START SOURCE TEXT

On June 28, 2017, Good went to the Marquette General Hospital for an angiogram. (Id., PageID.124.) During his stay, medical professionals determined that Good would need open heart surgery, which they scheduled for July 3, 2017. (Id.) Good's surgery proceeded as planned and on July 9, 2017, Good returned to MBP. (Id.) Throughout his stay at MBP and at the Marquette General Hospital, Good asked various Michigan Department of Corrections (MDOC) employees about the location of his property and was informed that MBP had not received any of his property from KCF. (Id.) Ultimately, on July 17, 2017, Good learned that the Eastern District of Michigan had extended his deadline to file objections to the R&R until July 24, 2017. (Id., PageID.130.) At this time, Good decided to decline additional treatment so that he could return to KCF, and to his legal property. (Id.)
Upon Good's return to KCF, he was called to retrieve his property from the property room. (ECF No. 1-2, PageID.129.) When Good arrived at the property room along with Martinez Wise, who was assisting him, he was met by CO Goodell and two other KCF staff members. (Id.) After being directed to his property, Good realized that his legal property was missing, and inquired as to its location. (Id.) CO Goodell informed Good that his legal property was being held under a Notice of Intent (NOI).(Id.) The same day, Good submitted a written request to access his legal property under MDOC Policy Directive (P.D.) 04.07.112 ¶ P. (Id.) Because he did not receive a response, Good submitted another request on July 21, 2017. (Id.)
Notices of Intent are used to inform prisoners that their property will be subject to an administrative hearing, such as when the property is believed to be contraband and has been confiscated. MDOC P.D. 04.07.112 ¶ F.
Under P.D. 04.07.112 ¶ P, a prisoner “shall be provided reasonable access to their stored footlockers within two calendar days of staff receipt of the request.”

END SOURCE TEXT

WORK TO COMPLETE:
A) Answer these from the account of Good's legal property:
(i) For what date was Good's open heart surgery scheduled?
(ii) Who told Good that his legal property was being held under a Notice of Intent?
(iii) Under P.D. 04.07.112 ¶ P, within what period must a prisoner be given access to stored footlockers?
B) Please put this sentence from the account of Good's legal property into Spanish: "Notices of Intent are used to inform prisoners that their property will be subject to an administrative hearing, such as when the property is believed to be contraband and has been confiscated."
C) Carry the account of Good's legal property forward from its last sentence, keeping its style.

START DATA SECTION

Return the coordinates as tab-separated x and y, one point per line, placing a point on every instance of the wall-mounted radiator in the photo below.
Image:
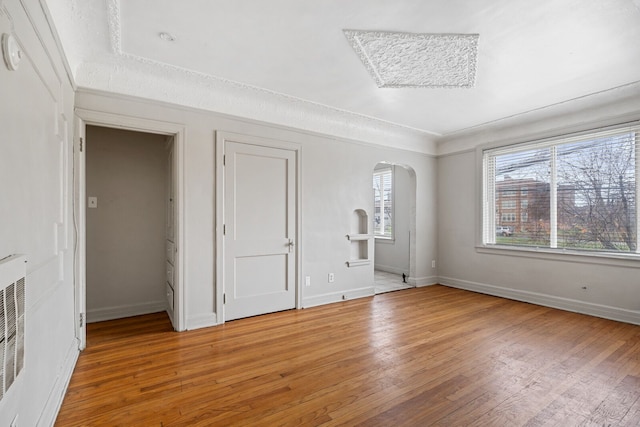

END DATA SECTION

ANSWERS FOR THE TASKS:
A)
(i) July 3, 2017.
(ii) CO Goodell.
(iii) Within two calendar days of staff receipt of the request.

B) Las Notificaciones de Intención se utilizan para informar a los presos de que sus bienes serán objeto de una audiencia administrativa, por ejemplo, cuando se cree que los bienes son contrabando y han sido confiscados.

C)
On July 25, 2017, PC MacLean reviewed two NOIs with Good, both of which had been written by CO Goodell. (Id., PageID.130.) One NOI was for possession of another prisoner's legal property (ECF No. 1-3, PageID.149 (Goodell's First NOI)), and the other was for excess legal property (Id., PageID.147 (Goodell's Second NOI)). After Good brought deficiencies in one of the NOIs to MacLean's attention, MacLean issued a new NOI (id., PageID.148 (MacLean's NOI)), reviewed the new NOI with Good, and then proceeded with the hearing on the other NOI (ECF No. 1, PageID.130). MacLean ordered the destruction of the legal property in Good's possession that belonged to another prisoner. (ECF No. 1-2, PageID.130.) He then took Good to the property room to itemize his remaining legal property. (Id.) After itemization, MacLean took the property to the Hearings Office to await a hearing on the new NOI that he had issued. (Id.) That hearing was conducted on July 27, 2017. The hearing officer determined that the remaining property was authorized excess legal property, and ordered it returned to Good. (Id.) The same day, MacLean ordered Good to take the excess legal property to the property room for storage. On August 11, 14, and 17, 2017, Good made additional requests to access his legal property, but never received a response. (ECF No. 1-2, PageID.132.)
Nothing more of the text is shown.